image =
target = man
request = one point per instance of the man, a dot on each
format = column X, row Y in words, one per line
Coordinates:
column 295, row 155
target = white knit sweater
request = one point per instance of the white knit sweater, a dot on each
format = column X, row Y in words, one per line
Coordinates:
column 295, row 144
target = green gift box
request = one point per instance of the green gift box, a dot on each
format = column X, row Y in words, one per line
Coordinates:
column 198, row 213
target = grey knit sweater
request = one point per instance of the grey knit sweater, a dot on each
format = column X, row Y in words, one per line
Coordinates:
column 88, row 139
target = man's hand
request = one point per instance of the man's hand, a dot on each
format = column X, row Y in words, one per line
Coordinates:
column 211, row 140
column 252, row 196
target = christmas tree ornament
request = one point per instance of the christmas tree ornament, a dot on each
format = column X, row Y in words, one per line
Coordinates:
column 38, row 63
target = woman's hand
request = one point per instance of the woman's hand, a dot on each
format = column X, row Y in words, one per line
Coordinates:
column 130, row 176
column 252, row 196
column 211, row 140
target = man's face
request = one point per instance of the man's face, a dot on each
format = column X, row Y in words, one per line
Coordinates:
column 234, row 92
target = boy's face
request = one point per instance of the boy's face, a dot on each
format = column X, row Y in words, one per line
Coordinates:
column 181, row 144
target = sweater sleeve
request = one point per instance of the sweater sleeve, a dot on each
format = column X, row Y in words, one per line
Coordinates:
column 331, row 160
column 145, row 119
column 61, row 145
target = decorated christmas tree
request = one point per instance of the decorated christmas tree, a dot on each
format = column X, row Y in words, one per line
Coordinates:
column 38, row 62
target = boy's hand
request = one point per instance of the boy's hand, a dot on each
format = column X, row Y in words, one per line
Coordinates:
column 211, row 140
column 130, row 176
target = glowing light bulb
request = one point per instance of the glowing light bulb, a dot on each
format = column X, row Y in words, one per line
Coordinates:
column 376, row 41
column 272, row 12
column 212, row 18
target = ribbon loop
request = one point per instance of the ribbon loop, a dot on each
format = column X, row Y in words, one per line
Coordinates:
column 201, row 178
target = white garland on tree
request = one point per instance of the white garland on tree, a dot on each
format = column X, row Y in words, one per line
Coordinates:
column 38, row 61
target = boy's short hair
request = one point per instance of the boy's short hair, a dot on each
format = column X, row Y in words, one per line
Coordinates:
======
EXERCISE DESCRIPTION:
Word for word, quote the lines from the line containing "target = glowing light bulb" through the end of the material, both included, and nothing else.

WRITTEN ANSWER:
target = glowing light bulb
request = one point per instance of the glowing light bulb, a dot on each
format = column X, row Y in words, one per line
Coordinates:
column 376, row 41
column 272, row 12
column 212, row 18
target = ribbon loop
request = one point per instance of the ribbon loop, a dot on each
format = column X, row Y in words, one per line
Coordinates:
column 201, row 178
target = white garland on tree
request = one point per instance of the white garland on tree, a dot on each
format = column X, row Y in words, one per line
Coordinates:
column 38, row 61
target = boy's short hair
request = one point per instance of the boy's short hair, a dot on each
format = column X, row Y in words, one per line
Coordinates:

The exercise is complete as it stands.